SUPPLIED TEXT>
::::::::

Opinion
CIVIL ACTION NO. 07-3324.
December 11, 2007
MEMORANDUM AND ORDER
Defendants seek dismissal of plaintiff's complaint pursuant to Federal Rule of Civil Procedure 12(b)(6) because plaintiff failed to exhaust his administrative remedies, and is not entitled to back pay. For the following reasons, defendants' motion is denied.
I. BACKGROUND
On October 27, 2006, Plaintiff Robert Casey filed a formal Equal Employment Opportunity ("EEO") complaint, which was decided by the Treasury Department's Office of Equal Opportunity and Diversity ("OEOD") on July 9, 2007. The OEOD found the defendants failed to meet its obligations under the Rehabilitation Act, 29 U.S.C. § 701 et seq., and failed to provide a reasonable accommodation. The OEOD ordered the defendants to pay plaintiff compensatory damages and attorney fees upon his application, to rescind his termination, place him on leave without pay, offer him a vacant employment position, if one exists, and consider his request for a reasonable accommodation. The OEOD did not order payment of back pay.

::::::::

DATASET EXTRACT>
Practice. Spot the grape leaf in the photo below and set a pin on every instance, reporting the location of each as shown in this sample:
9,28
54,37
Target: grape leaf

::::::::

INSTRUCTIONS TO FOLLOW>
Copy out the court memorandum above word for word, from its first line through its last.

COMPLETE ANSWER>
Opinion
CIVIL ACTION NO. 07-3324.
December 11, 2007
MEMORANDUM AND ORDER
Defendants seek dismissal of plaintiff's complaint pursuant to Federal Rule of Civil Procedure 12(b)(6) because plaintiff failed to exhaust his administrative remedies, and is not entitled to back pay. For the following reasons, defendants' motion is denied.
I. BACKGROUND
On October 27, 2006, Plaintiff Robert Casey filed a formal Equal Employment Opportunity ("EEO") complaint, which was decided by the Treasury Department's Office of Equal Opportunity and Diversity ("OEOD") on July 9, 2007. The OEOD found the defendants failed to meet its obligations under the Rehabilitation Act, 29 U.S.C. § 701 et seq., and failed to provide a reasonable accommodation. The OEOD ordered the defendants to pay plaintiff compensatory damages and attorney fees upon his application, to rescind his termination, place him on leave without pay, offer him a vacant employment position, if one exists, and consider his request for a reasonable accommodation. The OEOD did not order payment of back pay.